» TASK DETAILS: Apart from the pictures, return every line of the listing exactly.

**** SOURCE MATERIAL

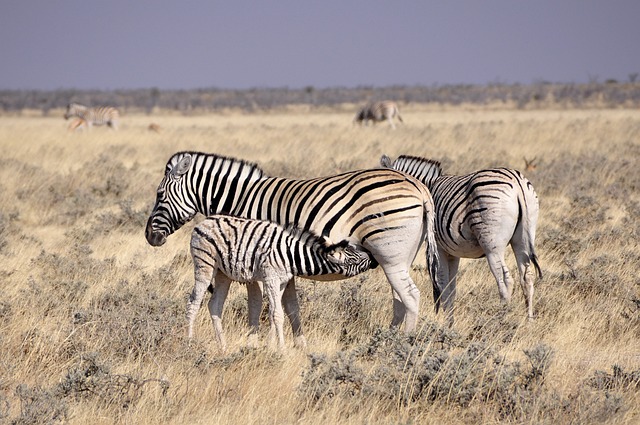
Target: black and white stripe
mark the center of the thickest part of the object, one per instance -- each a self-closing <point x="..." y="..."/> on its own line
<point x="246" y="250"/>
<point x="384" y="110"/>
<point x="103" y="115"/>
<point x="478" y="215"/>
<point x="386" y="212"/>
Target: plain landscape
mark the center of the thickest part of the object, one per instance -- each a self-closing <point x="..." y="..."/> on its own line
<point x="92" y="318"/>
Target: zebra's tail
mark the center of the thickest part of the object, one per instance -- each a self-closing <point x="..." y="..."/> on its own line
<point x="529" y="219"/>
<point x="433" y="259"/>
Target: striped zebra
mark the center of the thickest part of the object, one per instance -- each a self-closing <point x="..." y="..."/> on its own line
<point x="228" y="248"/>
<point x="77" y="124"/>
<point x="385" y="212"/>
<point x="378" y="112"/>
<point x="478" y="215"/>
<point x="103" y="115"/>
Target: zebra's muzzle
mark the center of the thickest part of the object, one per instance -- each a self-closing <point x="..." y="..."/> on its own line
<point x="154" y="238"/>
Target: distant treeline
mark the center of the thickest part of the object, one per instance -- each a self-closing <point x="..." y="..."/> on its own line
<point x="608" y="94"/>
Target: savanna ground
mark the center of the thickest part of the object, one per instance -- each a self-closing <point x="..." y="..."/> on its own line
<point x="92" y="326"/>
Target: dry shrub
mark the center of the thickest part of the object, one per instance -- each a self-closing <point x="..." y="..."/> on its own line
<point x="438" y="366"/>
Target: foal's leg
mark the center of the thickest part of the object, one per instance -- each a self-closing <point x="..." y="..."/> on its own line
<point x="216" y="304"/>
<point x="254" y="306"/>
<point x="501" y="273"/>
<point x="204" y="273"/>
<point x="292" y="310"/>
<point x="274" y="289"/>
<point x="526" y="276"/>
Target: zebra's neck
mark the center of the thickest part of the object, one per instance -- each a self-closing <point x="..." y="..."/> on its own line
<point x="425" y="170"/>
<point x="221" y="182"/>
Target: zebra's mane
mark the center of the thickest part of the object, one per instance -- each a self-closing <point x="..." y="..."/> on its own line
<point x="251" y="165"/>
<point x="410" y="164"/>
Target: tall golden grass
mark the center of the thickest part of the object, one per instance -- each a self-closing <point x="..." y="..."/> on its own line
<point x="92" y="326"/>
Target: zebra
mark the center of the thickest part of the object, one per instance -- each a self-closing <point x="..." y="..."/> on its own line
<point x="228" y="248"/>
<point x="386" y="212"/>
<point x="94" y="116"/>
<point x="478" y="215"/>
<point x="77" y="124"/>
<point x="378" y="112"/>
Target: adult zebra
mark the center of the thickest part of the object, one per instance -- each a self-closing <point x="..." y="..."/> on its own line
<point x="386" y="212"/>
<point x="378" y="112"/>
<point x="103" y="115"/>
<point x="225" y="248"/>
<point x="478" y="215"/>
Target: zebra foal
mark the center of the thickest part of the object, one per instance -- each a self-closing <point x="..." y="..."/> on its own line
<point x="226" y="248"/>
<point x="478" y="215"/>
<point x="377" y="112"/>
<point x="103" y="115"/>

********

» SOLUTION TO THIS TASK:
Target: black and white stripe
mark the center of the thickest part of the object, one per instance -- each a self-closing <point x="..." y="..."/> on its own line
<point x="246" y="250"/>
<point x="384" y="110"/>
<point x="103" y="115"/>
<point x="478" y="215"/>
<point x="386" y="212"/>
Target: plain landscape
mark the center of the thickest part of the object, one per instance -- each a self-closing <point x="..." y="..."/> on its own line
<point x="92" y="318"/>
Target: zebra's tail
mark the center of the thickest part of the object, one per instance -- each a self-closing <point x="..." y="..."/> on its own line
<point x="529" y="219"/>
<point x="433" y="259"/>
Target: striped zebra
mark the center of the thickest part of the object, one per instance -- each a self-closing <point x="..." y="..."/> on its own line
<point x="228" y="248"/>
<point x="77" y="124"/>
<point x="385" y="212"/>
<point x="378" y="112"/>
<point x="478" y="215"/>
<point x="103" y="115"/>
Target: zebra's muzzle
mark the center of the thickest part of the object, one per instance -- each a self-closing <point x="..." y="..."/> on its own line
<point x="154" y="238"/>
Target: distant treeline
mark the center of the thickest part of the object, one per instance -- each a self-closing <point x="..." y="..."/> on its own line
<point x="608" y="94"/>
Target: savanna ground
mark the center of the thickest part of the object, one per instance -- each a self-closing <point x="..." y="..."/> on its own line
<point x="92" y="326"/>
Target: dry shrub
mark the center of the thickest part of the object, one per instance -- each a self-closing <point x="..." y="..."/> on its own line
<point x="438" y="366"/>
Target: foal's leg
mark the center of the thickest part of the object, one per instance -- each a self-closing <point x="..." y="..."/> on its own line
<point x="216" y="304"/>
<point x="254" y="306"/>
<point x="501" y="273"/>
<point x="204" y="273"/>
<point x="292" y="310"/>
<point x="274" y="289"/>
<point x="526" y="276"/>
Target: zebra's neck
mark the center of the thickest part of the object, one per instance -- each a self-closing <point x="..." y="..."/> on its own line
<point x="425" y="170"/>
<point x="221" y="182"/>
Target: zebra's mane
mark the center of the thickest part of the object, one per instance -- each a self-closing <point x="..." y="..."/> on its own line
<point x="251" y="165"/>
<point x="410" y="164"/>
Target: tall golden grass
mark the center of the thickest part of the object, one per instance -- each a self-closing <point x="..." y="..."/> on its own line
<point x="92" y="326"/>
Target: zebra
mark the center of the thickest part of the object, one per instance -- each a self-closing <point x="..." y="..."/> on its own line
<point x="228" y="248"/>
<point x="386" y="212"/>
<point x="94" y="116"/>
<point x="478" y="215"/>
<point x="77" y="124"/>
<point x="378" y="112"/>
Target: adult zebra
mark the center of the thickest part of the object, one per instance -- each a self-closing <point x="..." y="..."/> on its own line
<point x="386" y="212"/>
<point x="378" y="112"/>
<point x="103" y="115"/>
<point x="225" y="248"/>
<point x="478" y="215"/>
Target: zebra foal
mark the center of the thickest part of the object, one per instance -- each a self-closing <point x="..." y="..."/> on its own line
<point x="226" y="248"/>
<point x="478" y="215"/>
<point x="377" y="112"/>
<point x="103" y="115"/>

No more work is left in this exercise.